Problem description
Only an exact copy of the lines beginning at the one that contains "negative clicks: (320, 328)" and ending at the last line of the records below counts as the answer.

*** Dataset entries ***

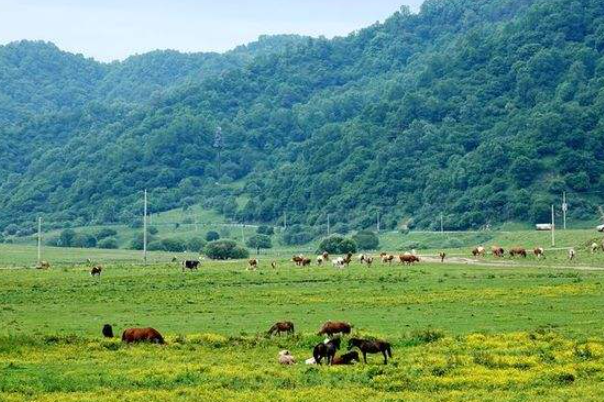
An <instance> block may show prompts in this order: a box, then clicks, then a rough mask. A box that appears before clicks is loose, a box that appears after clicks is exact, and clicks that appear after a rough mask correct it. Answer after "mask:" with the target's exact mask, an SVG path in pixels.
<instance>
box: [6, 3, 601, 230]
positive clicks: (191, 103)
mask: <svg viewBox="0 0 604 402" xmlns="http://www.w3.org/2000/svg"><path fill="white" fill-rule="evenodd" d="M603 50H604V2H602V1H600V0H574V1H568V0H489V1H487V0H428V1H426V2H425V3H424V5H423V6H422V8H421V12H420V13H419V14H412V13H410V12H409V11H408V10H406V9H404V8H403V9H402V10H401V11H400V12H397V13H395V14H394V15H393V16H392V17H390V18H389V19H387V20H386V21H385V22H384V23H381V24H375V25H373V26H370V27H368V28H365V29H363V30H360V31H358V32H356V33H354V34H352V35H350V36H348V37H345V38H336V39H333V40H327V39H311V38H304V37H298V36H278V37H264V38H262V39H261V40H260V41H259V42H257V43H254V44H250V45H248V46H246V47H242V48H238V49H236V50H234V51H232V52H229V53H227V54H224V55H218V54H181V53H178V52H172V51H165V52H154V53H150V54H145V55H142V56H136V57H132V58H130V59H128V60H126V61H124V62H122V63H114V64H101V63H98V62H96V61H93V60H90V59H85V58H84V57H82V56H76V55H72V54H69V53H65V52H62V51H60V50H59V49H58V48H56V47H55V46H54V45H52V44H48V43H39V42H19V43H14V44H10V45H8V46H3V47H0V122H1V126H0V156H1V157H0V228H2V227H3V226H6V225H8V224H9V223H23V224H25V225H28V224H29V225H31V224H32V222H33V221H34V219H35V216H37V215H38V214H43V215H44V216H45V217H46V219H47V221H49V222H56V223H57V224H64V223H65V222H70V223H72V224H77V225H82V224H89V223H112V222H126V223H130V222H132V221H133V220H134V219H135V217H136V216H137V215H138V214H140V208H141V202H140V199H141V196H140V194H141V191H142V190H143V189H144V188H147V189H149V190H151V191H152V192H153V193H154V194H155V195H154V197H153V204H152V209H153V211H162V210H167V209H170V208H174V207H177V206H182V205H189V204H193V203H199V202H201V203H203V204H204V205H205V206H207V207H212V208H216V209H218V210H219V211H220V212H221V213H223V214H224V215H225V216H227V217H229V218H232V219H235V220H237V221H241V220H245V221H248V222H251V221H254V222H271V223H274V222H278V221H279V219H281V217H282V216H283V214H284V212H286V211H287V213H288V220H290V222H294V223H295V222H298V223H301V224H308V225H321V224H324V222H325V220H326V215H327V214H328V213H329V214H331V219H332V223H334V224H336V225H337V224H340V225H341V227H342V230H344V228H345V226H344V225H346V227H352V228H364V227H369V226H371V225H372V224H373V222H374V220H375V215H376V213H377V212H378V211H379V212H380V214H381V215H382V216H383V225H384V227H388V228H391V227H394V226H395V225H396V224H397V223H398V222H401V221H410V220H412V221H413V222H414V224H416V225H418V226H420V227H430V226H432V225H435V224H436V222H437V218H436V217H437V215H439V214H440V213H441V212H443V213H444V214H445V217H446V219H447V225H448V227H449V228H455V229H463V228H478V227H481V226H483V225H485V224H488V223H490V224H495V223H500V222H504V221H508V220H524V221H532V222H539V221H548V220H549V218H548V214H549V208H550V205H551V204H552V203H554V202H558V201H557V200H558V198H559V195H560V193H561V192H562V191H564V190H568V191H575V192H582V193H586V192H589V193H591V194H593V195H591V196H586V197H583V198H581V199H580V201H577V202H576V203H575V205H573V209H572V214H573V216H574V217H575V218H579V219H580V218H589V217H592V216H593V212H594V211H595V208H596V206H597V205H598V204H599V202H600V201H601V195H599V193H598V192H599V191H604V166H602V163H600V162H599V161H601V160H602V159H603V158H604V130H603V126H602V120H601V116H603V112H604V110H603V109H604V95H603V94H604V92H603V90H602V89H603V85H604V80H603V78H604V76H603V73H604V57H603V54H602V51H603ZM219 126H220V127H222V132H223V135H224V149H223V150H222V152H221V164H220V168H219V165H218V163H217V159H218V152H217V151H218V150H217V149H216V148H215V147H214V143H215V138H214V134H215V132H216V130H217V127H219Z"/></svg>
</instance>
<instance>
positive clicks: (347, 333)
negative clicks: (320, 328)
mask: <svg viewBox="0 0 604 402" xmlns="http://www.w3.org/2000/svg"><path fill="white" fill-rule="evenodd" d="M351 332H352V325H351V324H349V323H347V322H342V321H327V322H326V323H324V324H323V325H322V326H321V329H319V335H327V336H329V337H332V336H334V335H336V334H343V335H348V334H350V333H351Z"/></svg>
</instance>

*** End of Dataset entries ***

Exercise output
negative clicks: (320, 328)
mask: <svg viewBox="0 0 604 402" xmlns="http://www.w3.org/2000/svg"><path fill="white" fill-rule="evenodd" d="M351 332H352V325H351V324H349V323H347V322H342V321H327V322H326V323H324V324H323V325H322V326H321V329H319V335H327V336H329V337H332V336H334V335H336V334H343V335H348V334H350V333H351Z"/></svg>
</instance>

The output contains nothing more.